### Document excerpt

=== Begin Enclosure ===

We have utilized sequencing data generated from various medical genetics projects to pursue questions in population genetics. The Exome Sequencing Project showed that the majority of coding variation in the human genome is rare and deleterious. Furthermore, the study demonstrated that there is an overabundance of rare coding variation beyond what we would expect in theory and that this can be best explained by a population having undergone recent, accelerated growth. Building on this work, we developed a population genetics framework that uses the accumulation of deleterious coding mutations in both ancient and modern humans to make inferences about the role of natural selection in diverse sets of human populations and show that there is no evidence that natural selection has been less effective at removing deleterious mutations in Europeans than in West Africans (Do et al. Nature Genetics. 2015). Furthermore, we have shown that our framework can be used as a test to determine the mode of selection for gene sets (Balick et al. PLOS Genetics. 2015). We have extended on this prior work by examining the effect of deleterious load on the medical phenome (Vy et al. PLOS Genetics. 2021). Furthermore, we have inferred recessive selection using human population frequency data and provided insights into the mode of selection and disease mode of inheritance (Balick*, Jordan* et al. AJHG. 2021)

=== End Enclosure ===

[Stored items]
=== Begin Enclosure ===

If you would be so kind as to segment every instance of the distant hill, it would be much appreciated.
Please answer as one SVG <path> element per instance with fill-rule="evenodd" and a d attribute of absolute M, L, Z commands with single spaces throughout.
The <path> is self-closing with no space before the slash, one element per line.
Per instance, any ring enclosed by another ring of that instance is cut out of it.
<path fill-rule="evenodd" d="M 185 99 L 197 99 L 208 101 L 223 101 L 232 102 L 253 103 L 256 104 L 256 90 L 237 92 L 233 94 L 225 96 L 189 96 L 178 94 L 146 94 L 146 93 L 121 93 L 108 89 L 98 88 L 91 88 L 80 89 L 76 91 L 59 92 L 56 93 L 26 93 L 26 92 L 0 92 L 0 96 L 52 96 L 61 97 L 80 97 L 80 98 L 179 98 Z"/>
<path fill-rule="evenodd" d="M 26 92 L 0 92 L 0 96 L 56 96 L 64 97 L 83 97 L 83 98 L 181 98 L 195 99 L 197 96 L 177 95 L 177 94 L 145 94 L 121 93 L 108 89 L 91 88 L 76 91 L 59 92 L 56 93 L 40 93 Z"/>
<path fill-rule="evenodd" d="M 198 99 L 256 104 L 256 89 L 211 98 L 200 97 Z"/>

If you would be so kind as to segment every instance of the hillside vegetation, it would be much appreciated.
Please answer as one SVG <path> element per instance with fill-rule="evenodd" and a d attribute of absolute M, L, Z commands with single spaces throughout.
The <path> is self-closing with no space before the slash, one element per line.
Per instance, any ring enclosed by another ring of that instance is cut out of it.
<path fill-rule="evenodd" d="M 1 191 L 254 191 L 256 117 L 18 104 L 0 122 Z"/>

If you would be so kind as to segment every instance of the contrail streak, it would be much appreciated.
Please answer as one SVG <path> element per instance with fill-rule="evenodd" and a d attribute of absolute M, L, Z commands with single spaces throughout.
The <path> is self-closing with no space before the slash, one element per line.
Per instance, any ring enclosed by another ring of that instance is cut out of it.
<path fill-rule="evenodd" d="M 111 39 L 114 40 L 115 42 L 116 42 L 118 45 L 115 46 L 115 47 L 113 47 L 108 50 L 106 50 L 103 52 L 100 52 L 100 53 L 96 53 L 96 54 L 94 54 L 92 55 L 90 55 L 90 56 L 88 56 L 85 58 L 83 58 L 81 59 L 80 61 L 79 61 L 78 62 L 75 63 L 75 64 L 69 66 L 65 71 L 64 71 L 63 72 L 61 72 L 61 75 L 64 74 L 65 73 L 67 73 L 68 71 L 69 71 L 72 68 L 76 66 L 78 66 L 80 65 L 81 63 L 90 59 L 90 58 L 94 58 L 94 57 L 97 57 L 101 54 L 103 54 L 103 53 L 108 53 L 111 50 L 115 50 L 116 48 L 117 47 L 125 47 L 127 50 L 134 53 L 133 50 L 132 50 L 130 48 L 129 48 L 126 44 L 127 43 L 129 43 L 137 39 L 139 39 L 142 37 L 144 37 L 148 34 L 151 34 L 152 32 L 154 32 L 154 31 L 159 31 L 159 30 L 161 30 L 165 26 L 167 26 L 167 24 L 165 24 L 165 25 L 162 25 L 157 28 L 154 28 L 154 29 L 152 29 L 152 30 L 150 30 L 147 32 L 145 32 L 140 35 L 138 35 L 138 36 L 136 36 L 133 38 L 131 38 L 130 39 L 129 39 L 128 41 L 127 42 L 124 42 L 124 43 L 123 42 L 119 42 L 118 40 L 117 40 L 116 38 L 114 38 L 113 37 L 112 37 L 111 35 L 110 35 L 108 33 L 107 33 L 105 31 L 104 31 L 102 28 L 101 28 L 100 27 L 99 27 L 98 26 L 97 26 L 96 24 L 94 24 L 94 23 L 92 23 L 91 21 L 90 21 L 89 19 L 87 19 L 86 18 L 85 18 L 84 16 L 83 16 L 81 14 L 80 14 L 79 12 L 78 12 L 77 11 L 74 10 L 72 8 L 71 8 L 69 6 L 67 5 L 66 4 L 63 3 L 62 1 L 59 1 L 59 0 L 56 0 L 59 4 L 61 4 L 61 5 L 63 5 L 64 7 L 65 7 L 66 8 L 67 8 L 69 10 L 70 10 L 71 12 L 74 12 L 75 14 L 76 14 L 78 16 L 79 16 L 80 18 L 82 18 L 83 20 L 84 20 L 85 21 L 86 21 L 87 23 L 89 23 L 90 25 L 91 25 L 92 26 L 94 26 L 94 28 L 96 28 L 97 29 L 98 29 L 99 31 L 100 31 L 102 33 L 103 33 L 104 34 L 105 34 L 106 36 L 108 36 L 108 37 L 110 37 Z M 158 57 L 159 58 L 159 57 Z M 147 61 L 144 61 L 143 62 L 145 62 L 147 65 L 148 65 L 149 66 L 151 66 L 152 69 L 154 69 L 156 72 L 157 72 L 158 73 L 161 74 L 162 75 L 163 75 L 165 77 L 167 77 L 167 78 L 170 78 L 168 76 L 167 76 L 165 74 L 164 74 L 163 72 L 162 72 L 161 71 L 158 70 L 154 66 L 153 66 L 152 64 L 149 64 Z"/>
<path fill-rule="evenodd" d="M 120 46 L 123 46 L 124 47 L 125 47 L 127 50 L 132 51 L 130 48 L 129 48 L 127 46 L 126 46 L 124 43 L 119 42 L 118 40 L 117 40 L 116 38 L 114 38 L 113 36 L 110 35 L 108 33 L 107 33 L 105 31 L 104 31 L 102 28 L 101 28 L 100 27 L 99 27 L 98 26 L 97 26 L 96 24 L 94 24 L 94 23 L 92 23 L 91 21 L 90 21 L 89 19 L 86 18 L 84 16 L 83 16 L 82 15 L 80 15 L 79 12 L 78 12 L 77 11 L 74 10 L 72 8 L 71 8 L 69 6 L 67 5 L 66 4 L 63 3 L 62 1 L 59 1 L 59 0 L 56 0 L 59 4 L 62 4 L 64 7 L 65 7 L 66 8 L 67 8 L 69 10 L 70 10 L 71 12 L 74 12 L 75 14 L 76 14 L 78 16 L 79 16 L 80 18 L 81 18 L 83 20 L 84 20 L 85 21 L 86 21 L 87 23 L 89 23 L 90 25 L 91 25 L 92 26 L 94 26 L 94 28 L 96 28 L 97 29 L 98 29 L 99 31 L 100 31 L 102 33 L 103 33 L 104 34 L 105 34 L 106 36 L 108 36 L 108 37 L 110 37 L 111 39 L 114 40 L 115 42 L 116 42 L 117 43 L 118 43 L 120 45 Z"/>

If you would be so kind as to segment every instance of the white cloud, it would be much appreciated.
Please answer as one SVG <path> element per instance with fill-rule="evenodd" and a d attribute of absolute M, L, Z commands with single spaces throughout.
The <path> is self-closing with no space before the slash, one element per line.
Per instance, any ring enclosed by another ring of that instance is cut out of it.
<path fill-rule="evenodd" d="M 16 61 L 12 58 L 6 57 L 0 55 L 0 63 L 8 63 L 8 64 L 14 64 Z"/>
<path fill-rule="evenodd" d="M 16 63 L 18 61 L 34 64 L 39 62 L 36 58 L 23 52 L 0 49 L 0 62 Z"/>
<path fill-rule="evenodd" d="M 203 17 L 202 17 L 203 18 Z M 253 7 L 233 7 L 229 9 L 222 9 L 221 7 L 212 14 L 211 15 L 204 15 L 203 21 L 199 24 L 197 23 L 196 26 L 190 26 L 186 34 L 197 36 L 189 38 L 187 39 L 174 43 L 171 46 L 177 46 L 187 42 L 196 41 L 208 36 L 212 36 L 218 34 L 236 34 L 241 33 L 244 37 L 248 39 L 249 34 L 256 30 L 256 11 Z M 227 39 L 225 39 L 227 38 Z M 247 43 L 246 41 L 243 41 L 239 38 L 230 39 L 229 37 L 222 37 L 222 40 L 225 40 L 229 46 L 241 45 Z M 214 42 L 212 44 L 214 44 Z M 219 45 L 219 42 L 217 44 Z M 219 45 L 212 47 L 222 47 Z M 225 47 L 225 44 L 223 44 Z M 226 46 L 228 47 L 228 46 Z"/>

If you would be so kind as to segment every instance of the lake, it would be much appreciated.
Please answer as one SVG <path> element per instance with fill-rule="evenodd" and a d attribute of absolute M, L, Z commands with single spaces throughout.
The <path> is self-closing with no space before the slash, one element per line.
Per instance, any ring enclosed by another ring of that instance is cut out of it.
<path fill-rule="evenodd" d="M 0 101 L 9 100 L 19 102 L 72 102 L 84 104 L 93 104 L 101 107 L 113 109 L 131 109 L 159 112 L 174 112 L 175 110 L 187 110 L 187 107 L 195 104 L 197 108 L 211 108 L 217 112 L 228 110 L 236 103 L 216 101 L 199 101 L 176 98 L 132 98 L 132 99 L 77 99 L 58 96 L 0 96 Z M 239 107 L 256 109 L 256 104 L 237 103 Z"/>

=== End Enclosure ===

### Instructions for the task
Rewrite the paragraph of the research summary that begins "We have utilized sequencing data" as a short bulleted list, keeping its main findings and citations.

### Answer for this exercise
- Sequencing data from medical genetics projects were used to study questions in population genetics.
- The Exome Sequencing Project showed that most coding variation in the human genome is rare and deleterious. It also found more rare coding variation than theory predicts, which is best explained by recent, accelerated population growth.
- A population genetics framework based on the accumulation of deleterious coding mutations in ancient and modern humans found no evidence that natural selection removed deleterious mutations less effectively in Europeans than in West Africans (Do et al. Nature Genetics. 2015).
- The framework can also serve as a test of the mode of selection for gene sets (Balick et al. PLOS Genetics. 2015).
- Later work examined how deleterious load affects the medical phenome (Vy et al. PLOS Genetics. 2021).
- Recessive selection was inferred from human population frequency data, giving insight into the mode of selection and the disease mode of inheritance (Balick*, Jordan* et al. AJHG. 2021).